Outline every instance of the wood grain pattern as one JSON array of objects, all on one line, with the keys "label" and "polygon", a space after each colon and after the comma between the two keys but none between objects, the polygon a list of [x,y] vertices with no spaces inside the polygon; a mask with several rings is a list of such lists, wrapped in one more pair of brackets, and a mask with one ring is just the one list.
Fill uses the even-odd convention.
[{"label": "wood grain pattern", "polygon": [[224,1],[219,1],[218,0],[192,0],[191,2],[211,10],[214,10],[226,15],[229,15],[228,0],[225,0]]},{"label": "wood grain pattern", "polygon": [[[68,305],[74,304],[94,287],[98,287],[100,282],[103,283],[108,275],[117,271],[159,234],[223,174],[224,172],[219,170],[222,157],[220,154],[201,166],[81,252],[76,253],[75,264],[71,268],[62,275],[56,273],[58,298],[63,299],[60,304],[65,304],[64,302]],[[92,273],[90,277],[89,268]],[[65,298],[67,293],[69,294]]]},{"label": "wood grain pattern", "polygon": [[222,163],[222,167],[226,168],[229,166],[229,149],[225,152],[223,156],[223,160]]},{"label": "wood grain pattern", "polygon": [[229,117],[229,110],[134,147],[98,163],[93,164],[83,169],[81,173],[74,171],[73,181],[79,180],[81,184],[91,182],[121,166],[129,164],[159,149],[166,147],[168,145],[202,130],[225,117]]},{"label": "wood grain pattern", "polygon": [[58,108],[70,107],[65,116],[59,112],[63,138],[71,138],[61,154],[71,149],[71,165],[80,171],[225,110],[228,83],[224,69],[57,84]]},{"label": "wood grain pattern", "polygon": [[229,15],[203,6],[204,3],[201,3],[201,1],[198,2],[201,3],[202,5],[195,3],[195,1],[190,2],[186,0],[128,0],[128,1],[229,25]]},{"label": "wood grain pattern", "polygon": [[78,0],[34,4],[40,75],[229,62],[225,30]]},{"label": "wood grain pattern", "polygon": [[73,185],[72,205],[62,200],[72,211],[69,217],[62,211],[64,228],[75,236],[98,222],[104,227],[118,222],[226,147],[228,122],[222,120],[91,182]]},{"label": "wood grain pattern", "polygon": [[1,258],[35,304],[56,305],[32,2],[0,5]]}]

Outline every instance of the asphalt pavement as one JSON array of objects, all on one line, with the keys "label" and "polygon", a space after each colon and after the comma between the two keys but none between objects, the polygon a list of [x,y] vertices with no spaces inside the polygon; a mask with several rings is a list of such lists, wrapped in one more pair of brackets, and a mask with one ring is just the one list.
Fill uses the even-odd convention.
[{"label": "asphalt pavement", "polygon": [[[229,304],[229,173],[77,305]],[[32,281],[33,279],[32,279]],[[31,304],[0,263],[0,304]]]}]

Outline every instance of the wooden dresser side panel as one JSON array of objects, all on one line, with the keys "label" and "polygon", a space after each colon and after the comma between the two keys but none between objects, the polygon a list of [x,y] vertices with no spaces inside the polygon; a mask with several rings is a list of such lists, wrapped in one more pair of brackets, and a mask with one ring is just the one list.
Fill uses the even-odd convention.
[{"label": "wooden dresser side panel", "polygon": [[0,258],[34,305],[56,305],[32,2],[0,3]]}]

-------

Reproduce all of the data above, line for line, without changing anything.

Outline every instance of the wood grain pattern as one JSON array of objects, all on one line, with the keys "label" and "polygon", a space after each colon and after the comma between the two keys but none between objects, the polygon a list of [x,y] vertices with no spaces inside the polygon; a mask with several rings is a list of such lists, wrapped in one more pair of brackets, and a mask with one ring is just the one list.
Fill uses the even-odd convention.
[{"label": "wood grain pattern", "polygon": [[224,1],[219,1],[218,0],[192,0],[191,2],[211,10],[214,10],[226,15],[229,15],[228,0],[225,0]]},{"label": "wood grain pattern", "polygon": [[[68,305],[74,304],[94,287],[98,287],[100,282],[103,283],[108,275],[117,271],[159,234],[223,174],[224,172],[219,170],[222,157],[220,154],[201,166],[81,252],[76,253],[75,264],[71,268],[62,275],[56,273],[58,298],[63,299],[60,304],[65,304],[64,302]],[[92,273],[90,277],[89,268]],[[65,298],[67,293],[69,294]]]},{"label": "wood grain pattern", "polygon": [[222,163],[222,167],[226,168],[229,166],[229,149],[225,152],[223,156],[223,160]]},{"label": "wood grain pattern", "polygon": [[229,117],[229,110],[134,147],[98,163],[93,164],[83,169],[81,173],[74,171],[73,181],[79,180],[81,184],[91,182],[121,166],[129,164],[159,149],[166,147],[168,145],[202,130],[225,117]]},{"label": "wood grain pattern", "polygon": [[58,108],[70,107],[65,116],[59,112],[63,138],[71,138],[61,154],[71,149],[71,165],[80,171],[225,110],[228,83],[224,69],[57,84]]},{"label": "wood grain pattern", "polygon": [[229,15],[203,6],[204,3],[201,3],[201,1],[198,2],[201,3],[202,5],[195,3],[195,1],[190,2],[186,0],[128,0],[128,1],[229,25]]},{"label": "wood grain pattern", "polygon": [[78,0],[34,4],[40,75],[229,62],[225,30]]},{"label": "wood grain pattern", "polygon": [[73,185],[72,205],[62,200],[72,211],[69,217],[62,211],[64,228],[75,236],[98,222],[104,227],[118,222],[226,147],[228,122],[222,120],[91,182]]},{"label": "wood grain pattern", "polygon": [[1,258],[35,304],[56,305],[32,2],[0,5]]}]

Outline every instance of the asphalt pavement as one JSON array of objects, all on one line, with the keys "label" and "polygon", a space after each colon and after the comma between the two keys but none between objects, the polygon a list of [x,y] vertices with no spaces inside the polygon; a mask with several rings is a list of such lists, wrapped in one more pair of brackets, and a mask with one ring is just the one list.
Fill uses the even-odd convention.
[{"label": "asphalt pavement", "polygon": [[[229,304],[229,173],[77,305]],[[32,281],[33,279],[32,279]],[[31,304],[0,263],[0,304]]]}]

Outline every instance of the wooden dresser side panel as one JSON array of objects, all on one line, with the keys "label" and "polygon", a space after each colon and after the comma between the two keys but none between objects, the polygon a list of [x,y] vertices with no spaces inside the polygon; a mask with several rings is a list of such lists, wrapped in one more pair of brackets, and a mask with one ring is just the one list.
Fill uses the even-odd convention.
[{"label": "wooden dresser side panel", "polygon": [[0,258],[34,305],[56,305],[32,2],[0,3]]}]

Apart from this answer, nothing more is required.